TRECHO SELECIONADO:

* * * *

Posto isto, diante da evidente falta de interesse de agir, julgo extinto o processo, forte no art. 267, VI do CPC. (…)"

Logo, se o titular do cartão não concordar com algum lançamento aposto na fatura, cabe a ele provar onde ocorreu o erro e apontar o valor correto.

"A função primordial do cartão de crédito, que é a de promover a expansão do crédito na economia popular, ficaria gravemente comprometida se não se desse valor ´probante aos extratos, faturas e outros documentos apresentados pela administradora do cartão como demonstrativo do débito do usuário para elidi-los, é preciso contra-prova idônea e robusta, não bastando impugnação vaga e genérica do valor cobrado." (TJRJ, Ap. 8.638/95, 2ª Câmara Cível, in:Jurídica On-Line. Loc. Cit.)

No entanto, havendo dúvida fundamentada, o emissor tem, considerando o art. 51, inciso IV, do Código de Defesa do Consumidor, que fazer prova da dívida não apenas mostrando a fatura mensal, mas também apresentando o comprovante de venda com a assinatura do titular do cartão, para que não reste dúvida sobre a autoria da transação.

Roubo, furto, perda ou extravio de cartão de crédito

Outros pontos controversos no sistema contratuais do cartão de crédito são as cláusulas que dispõem acerca da responsabilidade de transações contestadas e desconhecidas dos associados decorrente do uso fraudulento do plástico, que nada mais é do que a representação física da concessão de crédito. Este ocorre quando há a utilização do número gravado no plástico para aquisição de bem ou serviço por terceiros estranhos à relação jurídica, sem a autorização do associado, por meio de terminais manuais ou eletrônicos, telefone, Correios ou Internet.

A utilização indevida do plástico nos casos de perda, roubo, furto ou extravio ocorre quando o associado perde ou tem seu instrumento de crédito roubado, furtado ou extraviado, sem comunicar o fato imediatamente à Administradora ou ao Banco. Nestes casos, entende a corrente tradicional que a responsabilidade pelo pagamento das despesas é do titular, haja vista a exigência do pressuposto da culpa prevista no art. 1523 do Código Civil para responsabilização civil das pessoas jurídicas.

* * * *

MATERIAL FORNECIDO:

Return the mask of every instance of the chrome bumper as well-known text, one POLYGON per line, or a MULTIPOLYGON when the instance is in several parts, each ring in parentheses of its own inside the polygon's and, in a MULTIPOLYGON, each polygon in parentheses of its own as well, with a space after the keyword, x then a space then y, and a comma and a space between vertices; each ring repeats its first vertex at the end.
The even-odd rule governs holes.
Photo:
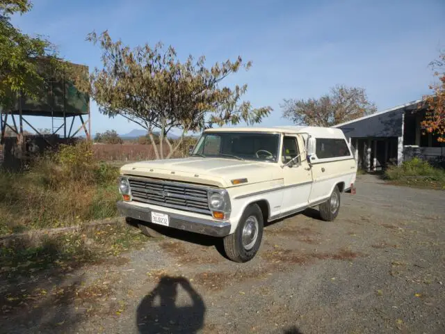
MULTIPOLYGON (((149 208, 133 205, 129 202, 120 200, 118 202, 118 209, 122 216, 126 217, 151 223, 152 210, 149 208)), ((227 221, 189 217, 182 214, 172 214, 171 212, 159 210, 156 210, 156 212, 168 215, 170 218, 169 228, 213 237, 225 237, 230 232, 230 223, 227 221)))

* * * *

OBJETIVO: Segundo o trecho sobre cartão de crédito, por que, havendo dúvida fundamentada, o emissor deve apresentar o comprovante de venda com a assinatura do titular, e não apenas a fatura mensal? Responda em até três frases. O material provém de uma fonte diferente da do trecho.

RESPOSTA: Havendo dúvida fundamentada, o art. 51, inciso IV, do Código de Defesa do Consumidor obriga o emissor a provar a dívida apresentando também o comprovante de venda assinado pelo titular. Essa exigência serve para que não reste dúvida sobre a autoria da transação.